Romance comics as well as paranoia comics (same fish with less bug-eyes and sweat?) required at least two-dimensional protagonists long before the Marvel revolution, so perhaps it is only that from Fantastic Four forward, Stan Lee and the Marvel writers to follow applied these innovatively to superhero comics. Moving as those comics could be, they still kept to considerably more adolescent material than the admittedly pretty adolescent EC crime and horror books or the comedy romances like the magnificent Millie the Model or Patsy & Hedy. I would not be the first to suggest it took a low opinion of the readership (accurate though it may have been) for Roy Thomas to take the awesome that is the early Black Panther and strip him of his culture, his political clout, genius, social standing, super-technology, and FF-whupping level of badassery... to make him safe enough to feature regularly in The Avengers. (And, when Panther leaves the Avengers, for Jungle Action, the first thing he does is remind them he's fantastically rich, has mad supertech, and can leave. Go fig.)

It may not have been a too-low call, sadly, depending on what readership is being pursued. Let's assume someone out there does need DC's Mr. Terrific, say, to be "the third smartest man in the world." Did they need to bill the white Mr. Terrific as such? But, this hypothetical audience DC is courting do need it of a black Mr. Terrific. Well, there is another audience that can handle "the smartest man on Earth." Beyond, there is an audience, myself included, who believes that if the selling point begins "smartest" that changing that up synchronous (if not consciously connected) to other changes, such as race, is a bad plan and counter to the ethos superhero comics taught me.

Batgirl can't get past brown belt. Mr. Terrific is the third smartest. But, no matter who is actually faster or equal to the Flash, he is always "the world's fastest man." Sometimes, we the readers and we the critical aspect of comics culture - the academics, analysts, and speculators - sometimes we act in ways that encourage treating us to these gestures placatory to heteronormative and homogenous artifice.

From Anarchy for the Masses: "Robin's autocritique acknowledges that she is undermined by her appearance. She stands for revolution but is instead only seen as a sex object. Note that despite this realization she doesnt stop dressing like a hooker." That was written by two smart, savvy individuals, Patrick Neighly and Kereth Cowe-Spigai. They don't seem to notice what they have done, there, and neither do the people who call Wonder Woman's jacket whorish or say a version of Cyborg looks thuggish, muscle-brained, or gangsta, particularly the one for the upcoming JLA relaunch, where he is, in terms of body and body language no different from any other man on the team except in that he is black.

■ **INFORMATION SHOWN**
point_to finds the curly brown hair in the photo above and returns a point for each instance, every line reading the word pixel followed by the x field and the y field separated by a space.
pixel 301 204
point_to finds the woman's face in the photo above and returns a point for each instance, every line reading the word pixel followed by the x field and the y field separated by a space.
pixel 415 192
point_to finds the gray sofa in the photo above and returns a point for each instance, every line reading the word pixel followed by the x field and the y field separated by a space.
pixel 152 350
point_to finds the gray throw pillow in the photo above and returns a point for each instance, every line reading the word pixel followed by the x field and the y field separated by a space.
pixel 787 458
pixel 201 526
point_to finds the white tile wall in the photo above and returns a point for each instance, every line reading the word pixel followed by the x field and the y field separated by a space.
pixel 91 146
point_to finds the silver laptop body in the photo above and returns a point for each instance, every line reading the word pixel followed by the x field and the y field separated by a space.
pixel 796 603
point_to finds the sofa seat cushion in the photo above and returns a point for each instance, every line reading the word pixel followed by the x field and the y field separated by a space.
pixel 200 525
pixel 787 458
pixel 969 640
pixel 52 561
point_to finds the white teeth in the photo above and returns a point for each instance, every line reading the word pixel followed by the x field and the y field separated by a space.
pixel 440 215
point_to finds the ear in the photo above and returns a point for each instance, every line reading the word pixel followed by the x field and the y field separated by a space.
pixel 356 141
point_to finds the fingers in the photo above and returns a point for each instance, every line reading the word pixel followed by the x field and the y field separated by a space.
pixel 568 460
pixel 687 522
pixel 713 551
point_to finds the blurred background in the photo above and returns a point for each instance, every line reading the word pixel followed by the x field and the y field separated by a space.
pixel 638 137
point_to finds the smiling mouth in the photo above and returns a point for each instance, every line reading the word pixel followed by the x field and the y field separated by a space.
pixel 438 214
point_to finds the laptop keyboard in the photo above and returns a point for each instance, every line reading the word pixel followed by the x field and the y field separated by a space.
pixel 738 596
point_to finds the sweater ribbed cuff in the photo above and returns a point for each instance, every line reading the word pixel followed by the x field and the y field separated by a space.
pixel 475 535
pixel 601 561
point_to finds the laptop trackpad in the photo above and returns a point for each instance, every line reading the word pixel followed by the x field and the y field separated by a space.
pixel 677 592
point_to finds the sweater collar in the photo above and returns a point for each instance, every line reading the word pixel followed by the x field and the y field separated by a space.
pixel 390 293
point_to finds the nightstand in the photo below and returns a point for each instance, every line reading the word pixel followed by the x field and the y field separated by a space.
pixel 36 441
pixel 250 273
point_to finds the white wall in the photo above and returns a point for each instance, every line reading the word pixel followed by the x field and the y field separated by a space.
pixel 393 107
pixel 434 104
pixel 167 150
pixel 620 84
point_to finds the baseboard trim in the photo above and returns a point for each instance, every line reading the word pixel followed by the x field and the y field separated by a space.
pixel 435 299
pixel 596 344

■ **OBJECTIVE**
Transcribe the stretch of the comics essay from "It may not have" through "comics taught me.".

■ **TASK OUTPUT**
It may not have been a too-low call, sadly, depending on what readership is being pursued. Let's assume someone out there does need DC's Mr. Terrific, say, to be "the third smartest man in the world." Did they need to bill the white Mr. Terrific as such? But, this hypothetical audience DC is courting do need it of a black Mr. Terrific. Well, there is another audience that can handle "the smartest man on Earth." Beyond, there is an audience, myself included, who believes that if the selling point begins "smartest" that changing that up synchronous (if not consciously connected) to other changes, such as race, is a bad plan and counter to the ethos superhero comics taught me.